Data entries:
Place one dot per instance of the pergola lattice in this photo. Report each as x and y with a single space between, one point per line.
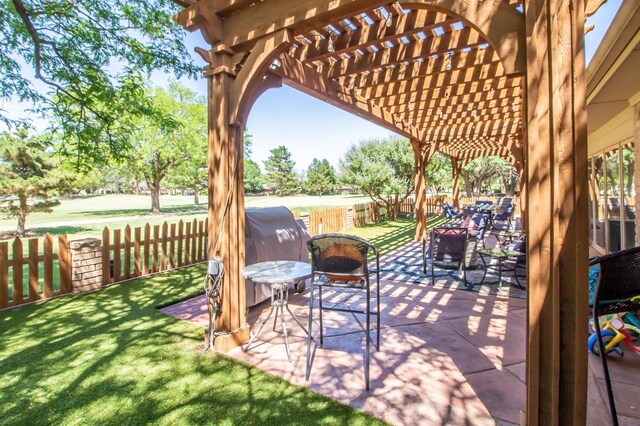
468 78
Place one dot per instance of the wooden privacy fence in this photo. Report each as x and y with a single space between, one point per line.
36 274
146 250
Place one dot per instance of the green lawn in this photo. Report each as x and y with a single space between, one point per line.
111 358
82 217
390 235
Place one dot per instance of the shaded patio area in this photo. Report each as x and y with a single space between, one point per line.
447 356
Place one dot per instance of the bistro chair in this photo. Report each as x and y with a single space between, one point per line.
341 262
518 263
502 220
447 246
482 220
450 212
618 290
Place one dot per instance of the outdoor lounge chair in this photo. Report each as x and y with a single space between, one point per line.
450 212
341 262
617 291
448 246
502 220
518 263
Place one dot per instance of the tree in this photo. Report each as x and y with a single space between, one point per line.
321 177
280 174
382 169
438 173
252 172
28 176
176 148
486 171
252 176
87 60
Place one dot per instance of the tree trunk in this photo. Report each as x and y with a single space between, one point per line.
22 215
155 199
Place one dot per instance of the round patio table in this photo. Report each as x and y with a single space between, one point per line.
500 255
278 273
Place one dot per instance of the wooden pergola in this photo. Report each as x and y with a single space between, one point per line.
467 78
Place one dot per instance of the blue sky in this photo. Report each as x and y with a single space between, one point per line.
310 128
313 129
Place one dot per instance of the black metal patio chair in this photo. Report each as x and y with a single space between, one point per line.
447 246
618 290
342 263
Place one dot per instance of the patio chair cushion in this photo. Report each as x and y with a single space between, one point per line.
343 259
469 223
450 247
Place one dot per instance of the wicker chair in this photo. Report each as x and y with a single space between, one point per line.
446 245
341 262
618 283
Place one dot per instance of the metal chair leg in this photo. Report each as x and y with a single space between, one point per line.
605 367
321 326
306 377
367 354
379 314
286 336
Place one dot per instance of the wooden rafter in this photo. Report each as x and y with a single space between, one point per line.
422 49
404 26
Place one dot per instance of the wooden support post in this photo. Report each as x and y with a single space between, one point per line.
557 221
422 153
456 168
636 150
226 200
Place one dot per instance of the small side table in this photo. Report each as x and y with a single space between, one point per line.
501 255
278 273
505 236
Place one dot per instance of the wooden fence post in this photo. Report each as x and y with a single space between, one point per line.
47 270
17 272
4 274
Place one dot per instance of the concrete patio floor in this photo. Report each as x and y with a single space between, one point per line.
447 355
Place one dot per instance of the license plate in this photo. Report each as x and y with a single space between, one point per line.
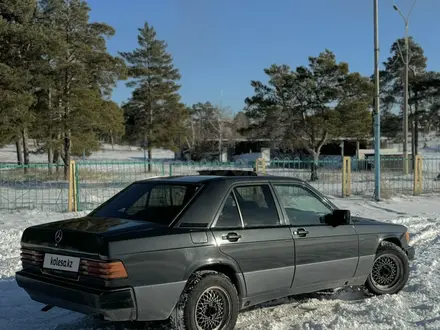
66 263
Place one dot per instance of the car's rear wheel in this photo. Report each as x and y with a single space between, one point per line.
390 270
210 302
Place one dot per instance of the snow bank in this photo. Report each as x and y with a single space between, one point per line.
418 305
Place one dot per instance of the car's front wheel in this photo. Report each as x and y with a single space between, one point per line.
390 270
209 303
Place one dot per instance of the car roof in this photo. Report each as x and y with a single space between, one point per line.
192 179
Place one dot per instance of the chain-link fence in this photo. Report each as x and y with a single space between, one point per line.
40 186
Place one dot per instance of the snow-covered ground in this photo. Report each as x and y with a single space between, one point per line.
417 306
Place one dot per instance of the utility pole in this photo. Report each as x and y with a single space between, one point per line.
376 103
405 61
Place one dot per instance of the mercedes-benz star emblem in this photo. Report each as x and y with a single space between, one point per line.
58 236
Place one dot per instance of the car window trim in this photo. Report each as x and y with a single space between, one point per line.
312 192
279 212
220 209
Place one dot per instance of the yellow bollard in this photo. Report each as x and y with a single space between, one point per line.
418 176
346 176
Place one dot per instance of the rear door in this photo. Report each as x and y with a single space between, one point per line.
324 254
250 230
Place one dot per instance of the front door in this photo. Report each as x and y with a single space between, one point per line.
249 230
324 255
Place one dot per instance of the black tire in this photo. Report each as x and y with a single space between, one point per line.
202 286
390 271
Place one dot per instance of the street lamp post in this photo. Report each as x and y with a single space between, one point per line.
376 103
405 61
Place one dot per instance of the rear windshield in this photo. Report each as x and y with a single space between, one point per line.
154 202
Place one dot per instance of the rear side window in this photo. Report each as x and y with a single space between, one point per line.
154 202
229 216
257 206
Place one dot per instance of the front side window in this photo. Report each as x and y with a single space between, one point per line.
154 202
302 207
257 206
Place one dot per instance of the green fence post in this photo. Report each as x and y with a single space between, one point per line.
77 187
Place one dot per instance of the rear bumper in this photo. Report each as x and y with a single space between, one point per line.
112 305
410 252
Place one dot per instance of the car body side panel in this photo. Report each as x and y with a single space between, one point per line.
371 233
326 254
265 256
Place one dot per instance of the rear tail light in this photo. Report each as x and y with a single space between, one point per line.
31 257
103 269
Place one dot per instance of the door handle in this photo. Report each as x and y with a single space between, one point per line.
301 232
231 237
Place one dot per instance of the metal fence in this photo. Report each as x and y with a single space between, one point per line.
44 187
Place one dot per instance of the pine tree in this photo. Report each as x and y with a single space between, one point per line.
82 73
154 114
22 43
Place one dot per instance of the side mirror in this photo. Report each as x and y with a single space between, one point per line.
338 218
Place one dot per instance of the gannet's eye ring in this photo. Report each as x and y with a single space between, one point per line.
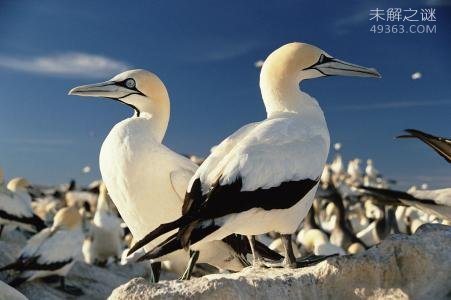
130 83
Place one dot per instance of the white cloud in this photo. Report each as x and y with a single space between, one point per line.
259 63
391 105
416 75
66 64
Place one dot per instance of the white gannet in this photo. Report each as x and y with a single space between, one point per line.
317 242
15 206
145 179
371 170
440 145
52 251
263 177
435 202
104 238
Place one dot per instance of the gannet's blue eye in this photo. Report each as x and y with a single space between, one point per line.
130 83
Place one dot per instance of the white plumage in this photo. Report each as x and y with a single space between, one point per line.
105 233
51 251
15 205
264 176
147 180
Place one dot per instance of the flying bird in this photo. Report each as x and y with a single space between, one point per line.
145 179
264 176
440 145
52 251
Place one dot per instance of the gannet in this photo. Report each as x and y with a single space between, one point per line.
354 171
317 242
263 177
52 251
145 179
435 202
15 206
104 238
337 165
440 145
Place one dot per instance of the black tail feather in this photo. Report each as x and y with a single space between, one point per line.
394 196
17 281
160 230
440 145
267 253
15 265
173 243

- PROBLEM DESCRIPTION -
Copy the data exactly. Any picture it contains is to be omitted.

- EXERCISE RESULT -
Place one dot per instance of the pergola lattice in this photo. Report each as x and y with a single space between, one point per line.
468 78
Place one dot per instance of the wooden privacy fence in this photo. Report each as x and y with a single space between, one point per line.
36 274
146 250
Place one dot per instance of the green lawn in this photo. Report each as x and y with a single space between, one point per line.
111 358
82 217
390 235
Place one dot per instance of the shaded patio area in this photo. Report each as x and y with a single space between, one point per line.
447 356
Place one dot per instance of the bistro chair in this photo. Report each as x and y with a single space between, one point per line.
341 262
518 263
502 220
447 246
482 220
450 212
618 290
Place one dot per instance of the outdoor lounge chair in this photo. Report each as x and y with a single space between, one point per line.
450 212
341 262
617 291
448 246
502 220
518 263
Place one dot per instance of the tree in this photo. Report each as x and y with a single space between, one point per line.
321 177
280 174
382 169
438 173
252 172
28 176
176 148
486 171
252 176
87 60
Place one dot per instance of the tree trunk in this photo. Report each as x and y with a single space between, one point per line.
22 215
155 199
Place one dot per instance of the round patio table in this photo. Report each as x and y with a single space between, one point per line.
500 255
278 273
Place one dot per instance of the wooden pergola in this photo. Report each as x and y with a single space between, one point per line.
467 78
Place one dot per instance of the blue sky in this photo. Report each as x and y with a single space between, one point per line.
310 128
313 129
Place one dot per instance of the black metal patio chair in this photo. Report each as x and y with a single space between, one point per line.
447 246
618 290
342 263
Place one dot per instance of the patio chair cushion in this photo. Report each as x and y with a single space between, one point per line.
343 259
469 223
450 247
Place one dot per instance of the wicker chair in this photo. Report each as x and y with a single space between, one point per line.
446 245
341 262
618 283
Place one dot per instance of the metal chair leg in this photo. Report each as x and y with a single space between, one point per line.
605 367
321 326
306 377
367 354
379 314
286 336
Place one dot per instance of the wooden rafter in this photo. Report each as x and y with a single space between, one point per line.
422 49
404 26
Place one dot per instance of the wooden support post in this photo. Report each as x and y with a single space between, one point per line.
557 221
422 153
456 168
636 150
226 200
Place one dot per instance of the small side table in this photo. Report each as x and y with a single space between, one point per line.
501 255
278 273
505 236
Place one dot per instance of the wooden fence post in this photo. Report each as x and y with a single space between, one point per line.
47 270
17 272
4 274
Place one dot per instance of the concrete patio floor in this photo. Report each as x and y with a single space between, one point per line.
447 355
Place one dot per instance of the license plate in this photo. Report each as x and y with a single space between, one point per line.
66 263
Place one dot per instance of the car's rear wheel in this photo. Report each as x and y with a single space between, one point per line.
390 270
210 302
Place one dot per instance of the snow bank in this photo. Report each as x and y with a single space between, one point per line.
418 305
Place one dot per instance of the car's front wheel in this photo. Report each as x and y with a single space between, one point per line.
390 270
209 303
Place one dot per instance of the car roof in this photo. Report each as x and y with a single space between, one point per line.
192 179
Place one dot per instance of the chain-link fence in this photo. Report each as x and y with a single space between, one point per line.
40 186
Place one dot per instance of the snow-covered ground in this photo. Report each as x and y with a single space between, one point per line.
417 306
Place one dot per instance of the utility pole in this photo. Report each as x and y with a single space between, one point per line.
376 103
405 61
Place one dot per instance of the mercedes-benz star emblem in this photo. Report each as x and y with a single space between, one point per line.
58 236
Place one dot per instance of the car window trim in this photo. Report each as x and y with a single space between, one point per line.
312 192
279 212
220 209
Place one dot per instance of the yellow bollard in this photo. Report each as x and y with a single space between, one point per line.
418 176
346 176
Place one dot per instance of the rear door in this photo. Report each as x and y with a single space between, one point per line.
324 254
250 230
Place one dot per instance of the front door in this photo. Report each as x and y with a single space between, one point per line.
249 230
324 255
Place one dot per instance of the black tire in this photo. Report each as x and y with a single space between, one point per line.
202 286
390 271
Place one dot per instance of the street lamp post in this photo. Report each as x and y with a single space between, one point per line.
376 103
405 61
Place one dot per instance of the rear windshield in this photo. Report each as x and y with a single space between, one point per line.
154 202
Place one dot per instance of the rear side window in this photo. Report each as x and y with a single space between, one point per line.
154 202
229 216
257 206
Place one dot per instance of the front side window in this photo. Report each as x and y with a single space between, one point per line.
154 202
302 207
257 206
Place one dot per instance of the green fence post in this photo. Report each as x and y with a single space between, one point per line.
77 187
Place one dot per instance of the rear bumper in this photo. Report each as x and y with a single space between, one point per line.
112 305
410 252
Place one dot per instance of the car body side panel in this photo. Report each as x and y with a single space between, one point per line.
371 233
326 254
265 256
Place one dot per instance of the rear tail light in this photo. Report each as x and y with a single space between, one point per line.
31 257
103 269
Place one dot per instance of the door handle in this photo. Report each as x and y with a single space between, one point per line.
301 232
231 237
Place one dot per instance of the metal fence in this photo. Report each as x and y with a single space between, one point per line.
44 187
Place one dot per instance of the pine tree in this photo. Report each as x and y with a single space between, one point per line.
82 73
154 114
22 43
Place one dot per instance of the side mirror in this photo. Report each as x and y with a single space between, one point per line.
338 218
Place one dot per instance of the gannet's eye ring in this photo. Report each as x and y with a single space between, one point per line.
130 83
Place one dot per instance of the white cloud in this photo. Report each as x and y with a single space between, one point per line.
259 63
391 105
416 75
66 64
Place one dot per instance of the white gannet in this photo. Report each as x and y with a single space between, one point per line.
317 242
15 206
145 179
371 170
440 145
52 251
263 177
435 202
104 238
Place one dot per instance of the gannet's blue eye in this photo. Report each as x and y with a single space between, one point per line.
130 83
Place one dot per instance of the white plumage in this photo. Report each as x and y with a single space between, one point per line.
105 233
51 251
15 205
264 176
147 180
Place one dot per instance of the flying bird in this photo. Report each as x and y with a single space between, one point per line.
145 179
264 176
440 145
52 251
Place one dot per instance of the gannet in this photo. Report each as x and y with a single space between, one point per line.
354 171
317 242
263 177
52 251
145 179
435 202
15 206
104 238
337 165
440 145
Place one dot per instance of the black tail feather in this photo. Report each as x and y with a single space between, one point per line.
394 196
17 281
160 230
440 145
267 253
15 265
173 243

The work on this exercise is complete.